§ ASSIGNED TASK A:
Rewrite everything from "In a paper to" down to "fields, he says." in the passage on twisty light, replacing "lab" with "laboratory".
§ ASSIGNED TASK B:
List every person, publication and institution named in the passage on twisty light.

§ TEXT EXCERPT:
—————

Light, it seems, can be like Shirley Temple’s curls: more twisty than anyone could possibly have imagined.
In a paper to be published in Physical Review Letters, researchers suggest that electromagnetic waves, including light, can possess an excess twistiness beyond what physicists would ordinarily expect. The effect is probably limited to microscopic realms, but scientists had never before even speculated that it could occur.
“There’s this thing in the electromagnetic field that nobody has noticed all this time,” says Adam Cohen, a physical chemist at Harvard University who led the work. “That’s what makes it interesting.”
If its existence can be confirmed in the lab, the supertwisty light might one day have applications in drug synthesis, biosensors or other fields, he says.
Cohen’s team started out by studying molecules that have the property of “chirality” or “handedness,” meaning they come in two forms that mirror each other like right and left hands. A molecule’s chirality is detectable only when the substance interacts with other chiral things such as circularly polarized light, whose electric field traces out a helical pattern, like a Slinky, as it moves through space. When circularly polarized light hits a chiral molecule, that molecule produces a signal that shows whether it is the left-handed or the right-handed version.

—————

(Referring expression data)
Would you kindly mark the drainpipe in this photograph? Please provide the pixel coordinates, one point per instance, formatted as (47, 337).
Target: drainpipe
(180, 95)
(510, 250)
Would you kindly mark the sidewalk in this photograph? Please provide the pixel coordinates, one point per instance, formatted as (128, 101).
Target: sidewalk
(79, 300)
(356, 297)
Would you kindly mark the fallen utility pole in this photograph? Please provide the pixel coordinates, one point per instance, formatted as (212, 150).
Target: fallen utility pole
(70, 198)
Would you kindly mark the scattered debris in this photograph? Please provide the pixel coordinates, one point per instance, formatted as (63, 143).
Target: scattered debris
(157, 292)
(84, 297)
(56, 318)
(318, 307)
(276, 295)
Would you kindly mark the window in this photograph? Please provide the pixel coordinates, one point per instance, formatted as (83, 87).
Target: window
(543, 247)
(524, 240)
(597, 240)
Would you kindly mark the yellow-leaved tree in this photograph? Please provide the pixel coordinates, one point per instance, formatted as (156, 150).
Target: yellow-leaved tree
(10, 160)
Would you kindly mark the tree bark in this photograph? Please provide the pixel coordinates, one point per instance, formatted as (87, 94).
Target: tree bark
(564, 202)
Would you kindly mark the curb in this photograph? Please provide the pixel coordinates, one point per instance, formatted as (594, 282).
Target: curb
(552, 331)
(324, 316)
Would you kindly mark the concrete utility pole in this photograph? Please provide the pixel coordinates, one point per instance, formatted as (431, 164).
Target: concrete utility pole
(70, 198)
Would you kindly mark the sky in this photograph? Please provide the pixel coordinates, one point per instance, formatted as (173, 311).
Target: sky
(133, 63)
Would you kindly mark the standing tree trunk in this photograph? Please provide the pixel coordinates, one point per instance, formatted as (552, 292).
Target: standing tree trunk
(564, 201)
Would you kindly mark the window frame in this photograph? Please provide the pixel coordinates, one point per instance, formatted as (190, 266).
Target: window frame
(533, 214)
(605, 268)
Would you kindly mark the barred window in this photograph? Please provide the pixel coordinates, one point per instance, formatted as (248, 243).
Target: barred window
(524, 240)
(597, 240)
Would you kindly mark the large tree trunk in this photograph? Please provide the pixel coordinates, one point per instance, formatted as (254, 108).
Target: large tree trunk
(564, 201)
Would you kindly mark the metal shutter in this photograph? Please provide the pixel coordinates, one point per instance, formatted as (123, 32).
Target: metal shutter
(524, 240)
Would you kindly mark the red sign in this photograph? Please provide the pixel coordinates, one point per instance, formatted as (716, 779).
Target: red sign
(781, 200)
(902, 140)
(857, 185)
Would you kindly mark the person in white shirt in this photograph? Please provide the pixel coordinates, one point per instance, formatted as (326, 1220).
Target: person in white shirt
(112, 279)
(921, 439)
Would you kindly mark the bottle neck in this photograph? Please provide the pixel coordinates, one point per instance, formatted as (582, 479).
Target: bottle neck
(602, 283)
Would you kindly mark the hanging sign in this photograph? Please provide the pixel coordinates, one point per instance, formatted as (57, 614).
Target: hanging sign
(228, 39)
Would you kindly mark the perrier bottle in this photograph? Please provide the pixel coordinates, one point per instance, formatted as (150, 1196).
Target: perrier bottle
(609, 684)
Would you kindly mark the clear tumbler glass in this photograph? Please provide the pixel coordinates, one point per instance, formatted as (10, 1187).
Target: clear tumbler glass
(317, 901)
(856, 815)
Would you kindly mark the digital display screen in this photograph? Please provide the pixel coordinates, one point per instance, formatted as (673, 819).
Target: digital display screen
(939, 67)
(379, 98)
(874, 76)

—————

§ RESPONSE BOX A:
In a paper to be published in Physical Review Letters, researchers suggest that electromagnetic waves, including light, can possess an excess twistiness beyond what physicists would ordinarily expect. The effect is probably limited to microscopic realms, but scientists had never before even speculated that it could occur.
“There’s this thing in the electromagnetic field that nobody has noticed all this time,” says Adam Cohen, a physical chemist at Harvard University who led the work. “That’s what makes it interesting.”
If its existence can be confirmed in the laboratory, the supertwisty light might one day have applications in drug synthesis, biosensors or other fields, he says.

§ RESPONSE BOX B:
Shirley Temple, Physical Review Letters, Adam Cohen, Harvard University